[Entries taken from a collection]
+ + + +
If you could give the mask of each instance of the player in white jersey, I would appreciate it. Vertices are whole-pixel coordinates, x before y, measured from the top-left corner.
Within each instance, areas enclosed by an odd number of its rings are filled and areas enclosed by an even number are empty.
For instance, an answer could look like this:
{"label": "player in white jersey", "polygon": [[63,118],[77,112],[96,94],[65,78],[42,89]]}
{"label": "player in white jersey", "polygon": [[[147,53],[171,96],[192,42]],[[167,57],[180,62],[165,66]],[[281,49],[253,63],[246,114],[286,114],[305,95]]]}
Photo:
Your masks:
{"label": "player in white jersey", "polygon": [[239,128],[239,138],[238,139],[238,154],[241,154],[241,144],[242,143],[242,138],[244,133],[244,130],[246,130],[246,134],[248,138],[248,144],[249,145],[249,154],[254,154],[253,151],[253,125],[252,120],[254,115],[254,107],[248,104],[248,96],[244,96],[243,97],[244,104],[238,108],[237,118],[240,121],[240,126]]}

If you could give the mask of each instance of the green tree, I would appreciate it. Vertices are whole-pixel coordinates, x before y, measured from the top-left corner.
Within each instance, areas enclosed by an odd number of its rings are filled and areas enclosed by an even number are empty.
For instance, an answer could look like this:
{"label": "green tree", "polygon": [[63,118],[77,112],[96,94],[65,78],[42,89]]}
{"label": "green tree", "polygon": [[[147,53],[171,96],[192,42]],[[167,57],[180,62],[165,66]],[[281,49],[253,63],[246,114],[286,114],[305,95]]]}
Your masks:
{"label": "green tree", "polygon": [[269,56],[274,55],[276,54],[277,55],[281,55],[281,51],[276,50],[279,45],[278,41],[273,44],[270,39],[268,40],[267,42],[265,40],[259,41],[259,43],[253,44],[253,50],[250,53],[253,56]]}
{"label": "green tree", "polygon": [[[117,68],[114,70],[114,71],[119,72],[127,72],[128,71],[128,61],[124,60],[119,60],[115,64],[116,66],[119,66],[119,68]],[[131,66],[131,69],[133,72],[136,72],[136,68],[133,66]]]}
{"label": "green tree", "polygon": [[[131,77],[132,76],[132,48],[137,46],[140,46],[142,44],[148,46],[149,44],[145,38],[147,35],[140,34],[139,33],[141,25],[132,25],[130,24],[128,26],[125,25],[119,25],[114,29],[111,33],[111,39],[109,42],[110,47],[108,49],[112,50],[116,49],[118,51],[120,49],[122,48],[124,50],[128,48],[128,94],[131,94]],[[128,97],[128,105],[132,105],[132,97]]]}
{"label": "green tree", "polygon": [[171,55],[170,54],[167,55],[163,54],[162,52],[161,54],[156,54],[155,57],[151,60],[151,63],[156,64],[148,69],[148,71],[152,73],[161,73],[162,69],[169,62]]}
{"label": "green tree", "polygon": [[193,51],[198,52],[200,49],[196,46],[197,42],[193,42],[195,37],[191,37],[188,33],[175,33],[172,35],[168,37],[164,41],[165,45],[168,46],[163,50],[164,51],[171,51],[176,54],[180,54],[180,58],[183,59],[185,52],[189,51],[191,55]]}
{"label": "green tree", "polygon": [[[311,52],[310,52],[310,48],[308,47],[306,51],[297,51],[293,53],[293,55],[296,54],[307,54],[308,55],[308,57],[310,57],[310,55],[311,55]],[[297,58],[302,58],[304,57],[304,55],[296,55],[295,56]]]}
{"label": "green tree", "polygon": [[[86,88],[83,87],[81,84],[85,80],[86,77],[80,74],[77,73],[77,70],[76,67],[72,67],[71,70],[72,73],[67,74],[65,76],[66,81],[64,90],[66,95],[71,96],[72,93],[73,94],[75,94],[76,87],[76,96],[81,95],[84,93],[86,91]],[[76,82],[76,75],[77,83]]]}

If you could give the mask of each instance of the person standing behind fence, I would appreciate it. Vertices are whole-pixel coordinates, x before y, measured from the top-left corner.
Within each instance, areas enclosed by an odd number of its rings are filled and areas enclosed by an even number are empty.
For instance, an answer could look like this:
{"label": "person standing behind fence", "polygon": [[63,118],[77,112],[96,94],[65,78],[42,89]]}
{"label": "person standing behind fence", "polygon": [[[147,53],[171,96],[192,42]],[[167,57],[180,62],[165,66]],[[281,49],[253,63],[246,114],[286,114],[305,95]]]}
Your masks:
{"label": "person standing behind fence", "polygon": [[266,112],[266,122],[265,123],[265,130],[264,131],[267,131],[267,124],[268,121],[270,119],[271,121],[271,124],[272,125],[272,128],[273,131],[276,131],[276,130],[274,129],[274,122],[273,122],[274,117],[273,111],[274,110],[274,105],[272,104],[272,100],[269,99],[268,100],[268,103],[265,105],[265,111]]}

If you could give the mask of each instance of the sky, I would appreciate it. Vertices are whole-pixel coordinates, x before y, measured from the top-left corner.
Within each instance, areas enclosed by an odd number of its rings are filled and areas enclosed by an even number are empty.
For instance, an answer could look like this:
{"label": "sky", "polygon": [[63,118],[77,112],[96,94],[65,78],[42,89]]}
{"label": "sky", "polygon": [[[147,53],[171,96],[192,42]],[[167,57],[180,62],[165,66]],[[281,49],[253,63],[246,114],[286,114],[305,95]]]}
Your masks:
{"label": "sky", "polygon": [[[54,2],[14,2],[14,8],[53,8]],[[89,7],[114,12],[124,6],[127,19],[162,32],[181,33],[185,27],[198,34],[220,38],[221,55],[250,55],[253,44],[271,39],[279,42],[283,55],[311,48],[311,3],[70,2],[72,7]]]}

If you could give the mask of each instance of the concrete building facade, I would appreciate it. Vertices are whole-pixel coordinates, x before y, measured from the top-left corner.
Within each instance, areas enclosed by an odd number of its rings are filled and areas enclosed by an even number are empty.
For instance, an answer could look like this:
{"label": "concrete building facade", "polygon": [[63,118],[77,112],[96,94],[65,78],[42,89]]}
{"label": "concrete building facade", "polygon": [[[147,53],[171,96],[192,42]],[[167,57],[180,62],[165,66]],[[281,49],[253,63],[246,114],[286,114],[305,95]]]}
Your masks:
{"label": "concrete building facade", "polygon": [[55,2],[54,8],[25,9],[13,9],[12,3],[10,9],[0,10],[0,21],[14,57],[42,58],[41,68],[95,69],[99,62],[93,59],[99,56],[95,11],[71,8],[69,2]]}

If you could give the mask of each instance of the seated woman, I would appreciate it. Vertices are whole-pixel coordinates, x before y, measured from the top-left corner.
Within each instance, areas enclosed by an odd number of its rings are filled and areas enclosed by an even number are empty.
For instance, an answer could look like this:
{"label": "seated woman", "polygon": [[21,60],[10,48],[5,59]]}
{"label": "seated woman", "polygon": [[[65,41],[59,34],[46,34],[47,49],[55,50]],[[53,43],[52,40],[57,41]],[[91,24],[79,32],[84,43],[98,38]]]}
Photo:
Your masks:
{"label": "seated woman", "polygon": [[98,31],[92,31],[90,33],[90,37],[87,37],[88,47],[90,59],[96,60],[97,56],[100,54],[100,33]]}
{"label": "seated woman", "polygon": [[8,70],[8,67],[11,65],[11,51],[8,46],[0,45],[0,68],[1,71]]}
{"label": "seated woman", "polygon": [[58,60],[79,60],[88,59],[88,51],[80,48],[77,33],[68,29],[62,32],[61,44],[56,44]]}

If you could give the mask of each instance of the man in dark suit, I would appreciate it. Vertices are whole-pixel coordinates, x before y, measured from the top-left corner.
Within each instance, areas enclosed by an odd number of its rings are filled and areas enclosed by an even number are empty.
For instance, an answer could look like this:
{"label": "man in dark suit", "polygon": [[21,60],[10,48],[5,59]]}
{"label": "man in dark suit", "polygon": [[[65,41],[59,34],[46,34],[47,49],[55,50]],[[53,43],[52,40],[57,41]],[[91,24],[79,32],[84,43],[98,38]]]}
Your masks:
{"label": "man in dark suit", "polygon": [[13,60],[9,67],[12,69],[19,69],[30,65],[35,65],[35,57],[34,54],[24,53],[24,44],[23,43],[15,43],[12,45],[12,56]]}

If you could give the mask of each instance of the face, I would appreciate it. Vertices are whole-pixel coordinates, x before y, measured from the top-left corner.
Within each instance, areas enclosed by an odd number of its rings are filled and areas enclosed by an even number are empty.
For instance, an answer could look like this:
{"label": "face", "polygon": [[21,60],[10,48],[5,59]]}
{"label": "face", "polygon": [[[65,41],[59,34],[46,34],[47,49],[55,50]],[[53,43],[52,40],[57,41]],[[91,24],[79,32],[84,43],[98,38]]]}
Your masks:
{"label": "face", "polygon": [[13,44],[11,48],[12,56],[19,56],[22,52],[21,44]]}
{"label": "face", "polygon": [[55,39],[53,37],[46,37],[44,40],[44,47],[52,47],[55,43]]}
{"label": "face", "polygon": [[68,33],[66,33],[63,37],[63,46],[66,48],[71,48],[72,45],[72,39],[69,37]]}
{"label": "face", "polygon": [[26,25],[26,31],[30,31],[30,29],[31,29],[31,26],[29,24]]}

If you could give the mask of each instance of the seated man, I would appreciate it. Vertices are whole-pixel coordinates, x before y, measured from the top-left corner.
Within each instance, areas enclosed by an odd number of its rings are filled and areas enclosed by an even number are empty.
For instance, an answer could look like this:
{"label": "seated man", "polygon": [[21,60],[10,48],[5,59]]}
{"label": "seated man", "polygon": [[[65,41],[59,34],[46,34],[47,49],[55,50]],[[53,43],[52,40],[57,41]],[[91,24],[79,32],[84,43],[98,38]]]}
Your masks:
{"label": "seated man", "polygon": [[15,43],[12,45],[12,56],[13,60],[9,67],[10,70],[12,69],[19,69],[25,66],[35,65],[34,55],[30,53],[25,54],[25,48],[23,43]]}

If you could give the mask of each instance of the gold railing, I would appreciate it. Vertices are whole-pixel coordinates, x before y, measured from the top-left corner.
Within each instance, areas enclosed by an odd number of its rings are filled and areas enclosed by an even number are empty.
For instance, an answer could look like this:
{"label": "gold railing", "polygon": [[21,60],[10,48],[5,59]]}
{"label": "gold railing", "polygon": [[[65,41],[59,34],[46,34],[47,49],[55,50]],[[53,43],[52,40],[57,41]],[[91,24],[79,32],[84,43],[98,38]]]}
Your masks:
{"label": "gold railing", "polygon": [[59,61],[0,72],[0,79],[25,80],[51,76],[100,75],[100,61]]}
+ + + +
GIVEN TASK — Reproduce as a numbered list the rows from the line containing "of the gold" through the end of the rows, both inclusive, omitting any blank lines.

WRITTEN ANSWER —
1. If you could give the mask of each instance of the gold railing, I would appreciate it. Vertices are whole-pixel coordinates, x before y, measured from the top-left corner.
2. Within each instance, areas enclosed by an odd number of its rings are filled and areas enclosed by an even number are empty.
3. For instance, an answer could look like this:
4. {"label": "gold railing", "polygon": [[21,60],[10,48],[5,59]]}
5. {"label": "gold railing", "polygon": [[[65,41],[59,34],[46,34],[47,49],[55,50]],[[53,43],[52,40],[57,41]],[[91,24],[79,32],[84,43],[98,38]]]}
6. Your masks:
7. {"label": "gold railing", "polygon": [[59,61],[0,72],[0,79],[25,80],[51,76],[100,75],[100,61]]}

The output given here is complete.